◆ Short problem: Copy every one of the entries below verbatim, line for line.

◆ Extracted entries:
.....

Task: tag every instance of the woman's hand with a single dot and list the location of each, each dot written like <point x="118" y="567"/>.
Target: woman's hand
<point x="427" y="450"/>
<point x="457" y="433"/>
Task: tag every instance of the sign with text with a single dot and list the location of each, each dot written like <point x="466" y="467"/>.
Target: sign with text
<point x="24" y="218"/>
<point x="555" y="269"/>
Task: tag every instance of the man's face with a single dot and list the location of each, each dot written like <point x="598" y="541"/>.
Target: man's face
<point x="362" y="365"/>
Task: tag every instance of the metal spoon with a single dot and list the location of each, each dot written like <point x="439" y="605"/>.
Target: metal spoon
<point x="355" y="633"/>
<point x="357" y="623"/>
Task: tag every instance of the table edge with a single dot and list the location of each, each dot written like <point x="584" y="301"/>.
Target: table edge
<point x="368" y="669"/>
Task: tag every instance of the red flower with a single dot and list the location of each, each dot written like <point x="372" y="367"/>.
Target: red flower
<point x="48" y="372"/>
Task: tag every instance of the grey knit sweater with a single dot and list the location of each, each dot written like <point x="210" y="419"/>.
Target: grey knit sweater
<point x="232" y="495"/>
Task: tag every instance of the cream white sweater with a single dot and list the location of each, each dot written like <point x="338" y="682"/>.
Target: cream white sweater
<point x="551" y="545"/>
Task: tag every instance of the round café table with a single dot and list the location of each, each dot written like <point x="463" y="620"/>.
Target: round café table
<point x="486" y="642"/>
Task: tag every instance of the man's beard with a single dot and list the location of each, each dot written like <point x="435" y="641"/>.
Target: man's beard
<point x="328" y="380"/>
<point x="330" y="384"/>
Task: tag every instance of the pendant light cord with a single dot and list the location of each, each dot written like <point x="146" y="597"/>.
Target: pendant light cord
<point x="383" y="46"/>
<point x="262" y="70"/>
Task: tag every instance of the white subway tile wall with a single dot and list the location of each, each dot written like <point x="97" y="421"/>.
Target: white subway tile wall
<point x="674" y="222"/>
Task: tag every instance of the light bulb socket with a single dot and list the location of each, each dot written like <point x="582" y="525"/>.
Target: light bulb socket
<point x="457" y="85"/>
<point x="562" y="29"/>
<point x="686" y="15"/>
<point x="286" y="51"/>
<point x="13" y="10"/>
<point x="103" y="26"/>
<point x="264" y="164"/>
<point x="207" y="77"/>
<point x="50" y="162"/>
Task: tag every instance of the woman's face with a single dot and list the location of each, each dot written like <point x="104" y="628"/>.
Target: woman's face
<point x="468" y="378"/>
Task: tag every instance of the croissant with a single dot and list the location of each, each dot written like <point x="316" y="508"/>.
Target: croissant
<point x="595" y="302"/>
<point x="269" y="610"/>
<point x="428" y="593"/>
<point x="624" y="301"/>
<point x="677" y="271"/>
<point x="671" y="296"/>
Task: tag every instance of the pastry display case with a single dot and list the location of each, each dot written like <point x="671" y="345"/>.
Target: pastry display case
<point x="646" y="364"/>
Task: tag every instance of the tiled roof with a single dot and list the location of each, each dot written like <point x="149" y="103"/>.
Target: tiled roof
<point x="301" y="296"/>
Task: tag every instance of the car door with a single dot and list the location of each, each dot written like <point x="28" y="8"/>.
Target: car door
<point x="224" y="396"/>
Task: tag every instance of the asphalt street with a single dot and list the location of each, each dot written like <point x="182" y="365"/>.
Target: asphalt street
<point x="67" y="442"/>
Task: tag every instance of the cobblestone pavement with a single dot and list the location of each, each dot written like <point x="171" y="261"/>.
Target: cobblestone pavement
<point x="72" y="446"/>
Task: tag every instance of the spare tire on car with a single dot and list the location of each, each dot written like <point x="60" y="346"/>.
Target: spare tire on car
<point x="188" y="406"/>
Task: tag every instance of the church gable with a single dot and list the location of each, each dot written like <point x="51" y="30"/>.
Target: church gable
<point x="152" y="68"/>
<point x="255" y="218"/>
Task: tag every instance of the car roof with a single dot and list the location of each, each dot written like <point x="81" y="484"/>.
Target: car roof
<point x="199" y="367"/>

.....

◆ Output for this task:
Task: tag every instance of the woman's hand with a single dot and list the location of each, each dot written like <point x="118" y="567"/>.
Target: woman's hand
<point x="427" y="450"/>
<point x="457" y="433"/>
Task: tag every instance of the sign with text with a single dot and list the location of each, each dot written like <point x="466" y="467"/>.
Target: sign with text
<point x="24" y="218"/>
<point x="555" y="269"/>
Task: tag every instance of the man's face with a single dot and list the location of each, each dot written like <point x="598" y="541"/>.
Target: man's face
<point x="362" y="365"/>
Task: tag every instance of the metal spoon with a single dot and list the location of each, each dot written like <point x="439" y="605"/>.
Target: metal spoon
<point x="355" y="633"/>
<point x="357" y="623"/>
Task: tag every instance of the table edge with a single dot and list the location of each, each dot written like <point x="584" y="301"/>.
Target: table edge
<point x="368" y="669"/>
Task: tag every instance of the red flower with a single dot and list the location of each, each dot written like <point x="372" y="367"/>.
Target: red flower
<point x="48" y="372"/>
Task: tag every instance of the grey knit sweater with a single dot and list the location of each, each dot written like <point x="210" y="419"/>.
Target: grey knit sweater
<point x="232" y="495"/>
Task: tag every instance of the cream white sweater with a single dot and list the location of each, each dot written like <point x="338" y="682"/>.
Target: cream white sweater
<point x="551" y="545"/>
Task: tag every instance of the round café table with a single dot and list the location of each, each dot written like <point x="463" y="620"/>.
Target: round café table
<point x="486" y="642"/>
Task: tag every instance of the man's beard with a single dot and list the location of each, each dot written like <point x="435" y="641"/>.
Target: man's beard
<point x="328" y="380"/>
<point x="330" y="384"/>
Task: tag every instance of the pendant light cord with a single dot and list the location of each, each dot written like <point x="146" y="597"/>.
Target: pendant light cord
<point x="383" y="46"/>
<point x="262" y="70"/>
Task: tag every instance of the white subway tile wall with a single dot and list the location of each, each dot written like <point x="97" y="421"/>.
Target: white subway tile wall
<point x="674" y="222"/>
Task: tag every instance of the light bulb socket with a single dot and list the location of each, each dot written like <point x="582" y="525"/>.
Target: light bulb socket
<point x="457" y="85"/>
<point x="562" y="29"/>
<point x="686" y="15"/>
<point x="286" y="51"/>
<point x="13" y="10"/>
<point x="103" y="26"/>
<point x="264" y="164"/>
<point x="207" y="77"/>
<point x="50" y="162"/>
Task: tag every instance of the woman's face with a single dot and list the location of each, each dot written like <point x="104" y="628"/>.
Target: woman's face
<point x="468" y="378"/>
Task: tag every instance of the croissant with a single dot and list the location of each, each dot written like <point x="316" y="508"/>.
Target: croissant
<point x="595" y="302"/>
<point x="269" y="610"/>
<point x="428" y="593"/>
<point x="624" y="301"/>
<point x="677" y="271"/>
<point x="671" y="296"/>
Task: tag every instance of the pastry display case with a single dot and list the location of each, each dot written like <point x="671" y="345"/>.
Target: pastry display case
<point x="646" y="364"/>
Task: tag every instance of the tiled roof with a single dot and list the location of each, each dot written like <point x="149" y="103"/>.
Target: tiled roof
<point x="301" y="296"/>
Task: tag every instance of the car door with a single dot and list the location of each, each dot written like <point x="28" y="8"/>.
Target: car door
<point x="224" y="396"/>
Task: tag every instance of the asphalt street with a single dot and list the location of each, each dot written like <point x="182" y="365"/>.
Target: asphalt street
<point x="67" y="442"/>
Task: tag every instance of the cobblestone pavement with a single dot and list the location of each, each dot written like <point x="171" y="261"/>.
Target: cobblestone pavement
<point x="72" y="446"/>
Task: tag every instance of the spare tire on car with a single dot and list the location of each, each dot written like <point x="60" y="346"/>.
Target: spare tire on car
<point x="188" y="406"/>
Task: tag every instance of the church gable with a single dot and list the location of each, each dot written like <point x="51" y="30"/>.
Target: church gable
<point x="152" y="68"/>
<point x="255" y="218"/>
Task: tag every instance of the car roof with a single dot and list the location of each, each dot written like <point x="81" y="484"/>.
Target: car roof
<point x="199" y="367"/>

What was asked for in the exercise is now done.